Stated goal
Gather every line of the records below that contains the word "distant" and copy each such line in full.

Stored items from a collection:

begin

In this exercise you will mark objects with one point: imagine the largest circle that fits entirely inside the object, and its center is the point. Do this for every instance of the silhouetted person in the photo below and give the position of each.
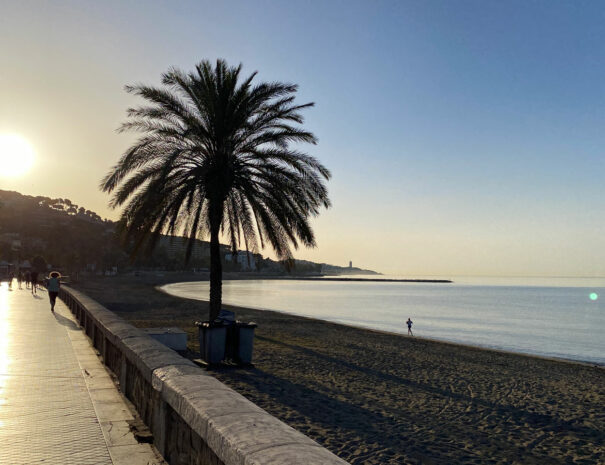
(53, 285)
(34, 277)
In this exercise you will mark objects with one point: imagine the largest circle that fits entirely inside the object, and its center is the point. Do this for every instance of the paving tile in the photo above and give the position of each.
(58, 403)
(46, 413)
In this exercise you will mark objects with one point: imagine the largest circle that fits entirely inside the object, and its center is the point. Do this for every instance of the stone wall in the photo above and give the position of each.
(195, 419)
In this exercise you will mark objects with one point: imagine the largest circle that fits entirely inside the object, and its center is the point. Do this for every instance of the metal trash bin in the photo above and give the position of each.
(245, 342)
(212, 337)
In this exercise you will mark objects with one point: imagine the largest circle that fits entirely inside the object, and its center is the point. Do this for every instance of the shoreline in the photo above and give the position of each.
(373, 397)
(592, 363)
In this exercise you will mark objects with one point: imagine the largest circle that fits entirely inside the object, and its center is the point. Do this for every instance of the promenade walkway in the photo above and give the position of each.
(58, 404)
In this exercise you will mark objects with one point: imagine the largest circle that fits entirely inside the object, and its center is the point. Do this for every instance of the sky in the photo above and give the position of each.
(464, 137)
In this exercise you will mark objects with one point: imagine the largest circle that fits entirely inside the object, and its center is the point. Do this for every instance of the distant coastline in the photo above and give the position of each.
(388, 280)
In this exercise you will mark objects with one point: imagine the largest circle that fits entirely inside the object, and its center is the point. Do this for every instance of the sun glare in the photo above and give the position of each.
(16, 155)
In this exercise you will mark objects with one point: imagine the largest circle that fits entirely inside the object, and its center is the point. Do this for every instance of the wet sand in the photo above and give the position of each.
(378, 398)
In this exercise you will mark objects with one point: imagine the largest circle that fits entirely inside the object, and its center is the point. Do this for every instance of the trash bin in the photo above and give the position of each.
(212, 337)
(245, 342)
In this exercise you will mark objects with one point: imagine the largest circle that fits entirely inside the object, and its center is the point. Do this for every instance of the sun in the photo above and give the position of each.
(16, 156)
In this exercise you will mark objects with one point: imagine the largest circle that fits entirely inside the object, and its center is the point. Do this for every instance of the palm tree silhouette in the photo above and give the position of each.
(216, 157)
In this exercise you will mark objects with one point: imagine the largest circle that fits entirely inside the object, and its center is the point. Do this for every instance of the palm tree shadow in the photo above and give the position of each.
(520, 415)
(66, 322)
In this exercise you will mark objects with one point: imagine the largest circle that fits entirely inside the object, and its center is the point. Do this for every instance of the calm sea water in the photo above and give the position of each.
(554, 317)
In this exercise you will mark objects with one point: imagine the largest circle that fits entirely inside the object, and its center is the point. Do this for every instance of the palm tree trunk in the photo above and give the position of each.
(216, 272)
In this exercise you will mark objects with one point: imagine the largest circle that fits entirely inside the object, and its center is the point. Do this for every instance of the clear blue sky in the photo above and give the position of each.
(465, 137)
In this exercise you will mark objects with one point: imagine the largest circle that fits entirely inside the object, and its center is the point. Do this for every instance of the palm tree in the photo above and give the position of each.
(216, 157)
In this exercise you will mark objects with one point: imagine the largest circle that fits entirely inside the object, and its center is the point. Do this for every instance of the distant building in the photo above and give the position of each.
(177, 246)
(245, 261)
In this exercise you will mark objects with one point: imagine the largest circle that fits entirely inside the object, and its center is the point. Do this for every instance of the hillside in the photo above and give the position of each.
(72, 238)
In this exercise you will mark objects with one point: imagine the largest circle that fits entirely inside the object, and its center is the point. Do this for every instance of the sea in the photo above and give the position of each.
(551, 317)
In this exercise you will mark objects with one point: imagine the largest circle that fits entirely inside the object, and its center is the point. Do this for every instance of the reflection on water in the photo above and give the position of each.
(537, 318)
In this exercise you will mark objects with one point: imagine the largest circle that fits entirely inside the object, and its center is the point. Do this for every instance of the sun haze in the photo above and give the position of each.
(16, 156)
(463, 137)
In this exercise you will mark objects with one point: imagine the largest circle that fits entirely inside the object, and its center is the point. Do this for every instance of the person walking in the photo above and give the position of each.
(34, 279)
(53, 285)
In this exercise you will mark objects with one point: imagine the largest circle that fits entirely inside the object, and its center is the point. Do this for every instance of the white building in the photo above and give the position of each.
(245, 261)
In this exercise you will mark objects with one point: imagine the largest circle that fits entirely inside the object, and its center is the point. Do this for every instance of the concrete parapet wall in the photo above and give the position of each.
(194, 418)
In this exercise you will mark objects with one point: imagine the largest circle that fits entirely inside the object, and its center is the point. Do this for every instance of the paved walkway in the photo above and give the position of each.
(58, 404)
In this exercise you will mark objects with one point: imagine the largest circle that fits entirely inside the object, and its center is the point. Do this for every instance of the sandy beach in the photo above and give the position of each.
(377, 398)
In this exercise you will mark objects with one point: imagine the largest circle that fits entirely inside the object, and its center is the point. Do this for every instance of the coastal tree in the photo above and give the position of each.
(218, 156)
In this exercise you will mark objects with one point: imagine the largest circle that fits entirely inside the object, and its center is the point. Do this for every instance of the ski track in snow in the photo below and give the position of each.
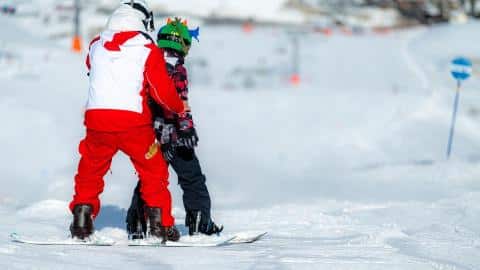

end

The result
In this exercise you will mark objects with one point: imagine the largest circle that fits entirely inside the object, and its center is the point. Do this for every instance of the distant coastline in the photo above and give the position of each.
In this exercise you will mark objects with one point: imagine the largest circle that fits entirely inside the object, and its center is the point. Do this for every instance of the distant building in the photo above and give the position of each.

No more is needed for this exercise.